What the task requires: Copy the lines exactly, starting at the line containing "Could you please segment every instance of the blonde" and continuing through the last line of the records, with both of those lines included.

Items from a dataset
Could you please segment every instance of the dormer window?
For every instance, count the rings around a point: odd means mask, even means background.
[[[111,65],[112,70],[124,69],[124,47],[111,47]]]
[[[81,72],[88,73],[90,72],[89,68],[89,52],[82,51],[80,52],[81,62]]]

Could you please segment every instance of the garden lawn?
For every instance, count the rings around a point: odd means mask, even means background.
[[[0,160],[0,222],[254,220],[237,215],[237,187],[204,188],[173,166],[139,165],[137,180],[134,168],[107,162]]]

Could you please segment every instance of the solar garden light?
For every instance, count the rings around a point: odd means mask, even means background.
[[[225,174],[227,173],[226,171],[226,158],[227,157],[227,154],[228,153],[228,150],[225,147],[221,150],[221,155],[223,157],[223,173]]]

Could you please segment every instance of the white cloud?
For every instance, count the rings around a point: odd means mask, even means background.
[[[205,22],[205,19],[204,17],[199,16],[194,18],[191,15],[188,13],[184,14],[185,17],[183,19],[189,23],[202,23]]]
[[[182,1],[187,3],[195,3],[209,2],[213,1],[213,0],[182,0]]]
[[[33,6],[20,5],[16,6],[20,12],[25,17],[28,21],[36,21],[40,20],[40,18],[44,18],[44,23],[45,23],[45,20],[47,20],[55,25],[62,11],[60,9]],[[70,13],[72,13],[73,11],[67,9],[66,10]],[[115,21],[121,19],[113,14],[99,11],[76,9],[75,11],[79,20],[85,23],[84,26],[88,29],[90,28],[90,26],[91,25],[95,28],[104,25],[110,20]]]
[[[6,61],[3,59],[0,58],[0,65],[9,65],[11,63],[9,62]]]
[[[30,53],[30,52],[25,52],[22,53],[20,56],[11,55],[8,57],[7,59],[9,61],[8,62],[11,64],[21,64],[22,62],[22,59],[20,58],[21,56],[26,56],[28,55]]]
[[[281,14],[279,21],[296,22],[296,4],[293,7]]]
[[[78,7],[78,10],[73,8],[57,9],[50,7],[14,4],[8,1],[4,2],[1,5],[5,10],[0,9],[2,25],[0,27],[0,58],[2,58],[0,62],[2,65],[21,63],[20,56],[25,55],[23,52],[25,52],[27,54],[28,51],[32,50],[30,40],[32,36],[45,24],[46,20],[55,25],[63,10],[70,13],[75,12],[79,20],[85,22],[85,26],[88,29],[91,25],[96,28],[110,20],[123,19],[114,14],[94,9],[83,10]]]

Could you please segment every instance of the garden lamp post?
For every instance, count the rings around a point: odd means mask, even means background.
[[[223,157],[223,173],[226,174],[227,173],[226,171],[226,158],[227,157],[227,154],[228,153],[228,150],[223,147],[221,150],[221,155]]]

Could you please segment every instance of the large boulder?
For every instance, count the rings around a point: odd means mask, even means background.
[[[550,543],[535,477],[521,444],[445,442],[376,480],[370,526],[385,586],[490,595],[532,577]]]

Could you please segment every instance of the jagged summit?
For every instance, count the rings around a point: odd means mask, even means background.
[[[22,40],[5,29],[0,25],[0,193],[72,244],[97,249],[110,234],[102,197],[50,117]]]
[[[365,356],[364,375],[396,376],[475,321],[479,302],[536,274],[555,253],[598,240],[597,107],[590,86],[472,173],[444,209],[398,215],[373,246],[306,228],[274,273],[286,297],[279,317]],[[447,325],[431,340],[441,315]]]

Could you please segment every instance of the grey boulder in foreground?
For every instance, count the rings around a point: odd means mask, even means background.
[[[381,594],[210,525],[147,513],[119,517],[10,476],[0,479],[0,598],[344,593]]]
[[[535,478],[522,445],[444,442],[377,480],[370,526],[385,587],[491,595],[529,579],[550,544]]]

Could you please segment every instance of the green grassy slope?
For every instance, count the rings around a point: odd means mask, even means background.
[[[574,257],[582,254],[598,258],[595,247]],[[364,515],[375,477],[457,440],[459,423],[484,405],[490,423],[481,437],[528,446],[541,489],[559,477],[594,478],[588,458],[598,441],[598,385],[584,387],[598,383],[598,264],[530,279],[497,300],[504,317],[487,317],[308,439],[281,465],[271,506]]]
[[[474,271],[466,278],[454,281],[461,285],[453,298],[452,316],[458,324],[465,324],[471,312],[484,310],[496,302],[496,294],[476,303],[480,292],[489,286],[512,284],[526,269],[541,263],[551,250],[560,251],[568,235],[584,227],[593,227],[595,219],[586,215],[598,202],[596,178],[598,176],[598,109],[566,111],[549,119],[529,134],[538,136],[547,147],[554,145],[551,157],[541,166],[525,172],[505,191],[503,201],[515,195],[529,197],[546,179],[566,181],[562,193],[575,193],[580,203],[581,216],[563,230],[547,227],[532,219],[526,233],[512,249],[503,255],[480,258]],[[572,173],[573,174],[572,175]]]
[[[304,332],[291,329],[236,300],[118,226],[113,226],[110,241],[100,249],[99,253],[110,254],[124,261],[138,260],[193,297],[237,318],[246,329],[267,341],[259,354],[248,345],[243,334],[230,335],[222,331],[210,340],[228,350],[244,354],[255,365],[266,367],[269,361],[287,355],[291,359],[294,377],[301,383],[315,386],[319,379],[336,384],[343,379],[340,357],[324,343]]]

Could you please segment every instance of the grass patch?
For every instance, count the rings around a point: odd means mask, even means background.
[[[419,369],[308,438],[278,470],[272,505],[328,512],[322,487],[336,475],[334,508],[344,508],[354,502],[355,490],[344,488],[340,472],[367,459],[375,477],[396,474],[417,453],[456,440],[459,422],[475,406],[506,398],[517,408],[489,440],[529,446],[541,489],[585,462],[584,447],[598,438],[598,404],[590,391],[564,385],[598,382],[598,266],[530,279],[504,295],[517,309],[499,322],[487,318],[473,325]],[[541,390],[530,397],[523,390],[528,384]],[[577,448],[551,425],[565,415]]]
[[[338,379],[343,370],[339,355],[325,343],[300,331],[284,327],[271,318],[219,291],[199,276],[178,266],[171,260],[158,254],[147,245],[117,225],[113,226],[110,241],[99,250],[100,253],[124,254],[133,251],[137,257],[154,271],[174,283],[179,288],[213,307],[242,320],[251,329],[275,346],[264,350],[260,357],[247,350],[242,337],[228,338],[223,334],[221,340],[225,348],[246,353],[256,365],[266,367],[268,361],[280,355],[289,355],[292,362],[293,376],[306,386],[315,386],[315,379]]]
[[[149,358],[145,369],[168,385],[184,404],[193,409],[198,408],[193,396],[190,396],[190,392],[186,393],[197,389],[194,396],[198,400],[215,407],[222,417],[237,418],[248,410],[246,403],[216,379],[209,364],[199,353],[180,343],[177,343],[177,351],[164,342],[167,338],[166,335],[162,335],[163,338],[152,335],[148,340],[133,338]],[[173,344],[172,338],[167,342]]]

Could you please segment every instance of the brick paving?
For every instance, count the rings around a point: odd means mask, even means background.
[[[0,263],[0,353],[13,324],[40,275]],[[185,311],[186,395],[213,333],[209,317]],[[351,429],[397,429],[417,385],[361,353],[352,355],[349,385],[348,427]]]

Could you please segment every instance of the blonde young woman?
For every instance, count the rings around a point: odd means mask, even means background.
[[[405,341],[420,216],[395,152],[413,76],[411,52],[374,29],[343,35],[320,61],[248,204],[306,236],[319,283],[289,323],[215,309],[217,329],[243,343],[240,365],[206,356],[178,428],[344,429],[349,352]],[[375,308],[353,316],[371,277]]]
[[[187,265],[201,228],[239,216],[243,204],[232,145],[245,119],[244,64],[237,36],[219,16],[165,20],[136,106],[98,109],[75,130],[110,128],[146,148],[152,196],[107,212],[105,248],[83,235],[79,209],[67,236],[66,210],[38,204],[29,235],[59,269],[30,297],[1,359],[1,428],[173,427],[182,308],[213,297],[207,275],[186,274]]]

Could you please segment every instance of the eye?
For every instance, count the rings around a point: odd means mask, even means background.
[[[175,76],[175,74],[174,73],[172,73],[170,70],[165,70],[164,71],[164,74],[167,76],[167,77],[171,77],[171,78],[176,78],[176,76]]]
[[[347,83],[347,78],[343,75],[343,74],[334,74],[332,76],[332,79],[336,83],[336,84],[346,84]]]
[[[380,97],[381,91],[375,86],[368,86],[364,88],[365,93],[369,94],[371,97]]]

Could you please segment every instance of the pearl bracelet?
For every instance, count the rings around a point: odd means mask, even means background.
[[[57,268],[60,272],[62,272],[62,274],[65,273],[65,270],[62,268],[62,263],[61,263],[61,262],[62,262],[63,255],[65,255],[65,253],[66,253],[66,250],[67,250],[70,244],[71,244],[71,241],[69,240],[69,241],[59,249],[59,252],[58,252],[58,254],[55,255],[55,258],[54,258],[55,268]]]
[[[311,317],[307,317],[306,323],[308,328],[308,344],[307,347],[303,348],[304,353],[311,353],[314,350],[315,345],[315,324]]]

The reply:
Could you please segment every instance of the blonde young woman?
For every instance, count the rings around a point: odd means mask, even means background.
[[[405,341],[420,216],[395,152],[413,76],[411,52],[374,29],[343,35],[320,61],[248,204],[306,236],[319,283],[289,323],[215,309],[217,329],[243,343],[240,365],[206,356],[178,428],[344,429],[349,352]],[[375,308],[353,316],[371,277]]]
[[[187,265],[201,228],[239,216],[243,204],[232,145],[245,119],[244,64],[237,36],[219,16],[165,20],[136,106],[98,109],[75,130],[110,128],[146,148],[152,196],[107,212],[105,248],[83,235],[79,209],[67,236],[66,210],[38,204],[29,235],[59,269],[30,297],[1,359],[1,428],[173,427],[182,308],[213,297],[207,275],[186,274]]]

Could you please segment every instance of the eye?
For every instance, count the rings around a point: odd means mask, even means background.
[[[175,76],[175,74],[174,73],[172,73],[170,70],[165,70],[164,71],[164,74],[167,76],[167,77],[171,77],[171,78],[176,78],[176,76]]]
[[[347,83],[347,78],[343,75],[343,74],[334,74],[332,76],[332,79],[336,83],[336,84],[346,84]]]
[[[380,97],[381,91],[375,86],[368,86],[364,88],[365,93],[369,94],[371,97]]]

Could you please segment every instance of the pearl bracelet?
For every instance, count the rings around a point: odd means mask, even means background.
[[[57,268],[60,272],[62,272],[62,274],[65,273],[65,270],[62,268],[62,263],[61,263],[61,262],[62,262],[63,255],[65,255],[65,253],[66,253],[66,250],[67,250],[70,244],[71,244],[71,241],[69,240],[69,241],[59,249],[59,252],[58,252],[58,254],[55,255],[55,258],[54,258],[55,268]]]
[[[311,317],[307,317],[306,323],[308,328],[308,344],[307,347],[303,348],[304,353],[311,353],[314,350],[315,345],[315,324]]]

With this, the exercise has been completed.